» 抜粋
もっとも、陽平の父親で建築家の辰彦(杉本哲太)は、遺体を探す必要はないと言った。陽平は高校を中退したあと、職を転々とした。SNSで炎上騒ぎを起こしたこともある。そんなことから、親子の縁を切っていたからだ。
だが、母親の佐千恵(麻生祐未)の反応は対照的。幽鬼のような顔で陽平の幼いころを思い出し続けたあと、辰彦に「どうして私の子供を置いていかなきゃいけないのよ!」と食ってかかる。那美に遺体搬送を依頼したのも佐千恵だ。
那美は陽平の遺体を見つけた。スラム街の仲間たちが金を集めて陽平の葬式を出そうとしていたのである。陽平は仲間と農園をつくろうとしていた。家を出てから4年。辰彦になんとかして認められたくて躍起になっていた。

» データ

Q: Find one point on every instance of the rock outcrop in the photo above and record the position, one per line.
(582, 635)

» やること
[a] 抜粋によると、辰彦が陽平の遺体を探す必要はないと言ったのはなぜか。
[b] 抜粋の最後の文のあとから、続きを書いてください。

» 解答
[a] 辰彦が陽平と親子の縁を切っていたからである。陽平は高校を中退したあと職を転々とし、SNSで炎上騒ぎを起こしたこともあった。

[b]
陽平を暴行したのはギャングだった。しかし、これは陽平がギャングに奪われた財布の奪還に執着したせいでもある。それなのに財布には金が入っていなかった。入っていたのは陽平が家を出た際、佐千恵が渡した「いつか帰ってきて」と書かれたメモだけ。これらを調べ上げたのも那美だ。
棺に入って帰国した陽平に佐千恵は泣きはらした顔で「お帰り」と声を掛ける。那美から事情を知らされた辰彦も遺体に向かって「がんばったな」と、ねぎらった。
会社に入って間もない凛子は、那美がこの仕事に懸命になるのが不思議でならない。凛子が本人に問うと、こんな答えが返ってきた。
「死を扱うということは生を扱うってことだろ。残された人たちは前を向いて生きていかなきゃならない。そのために、せめて最後のお別れをさせてあげて、とことん悲しんでもらう。それが私たちの仕事。やれるだけのことはやらないと。大切な人にお別れも言えないなんて、つらすぎっじゃん」
このドラマの本質がこのセリフの中に集約されていた。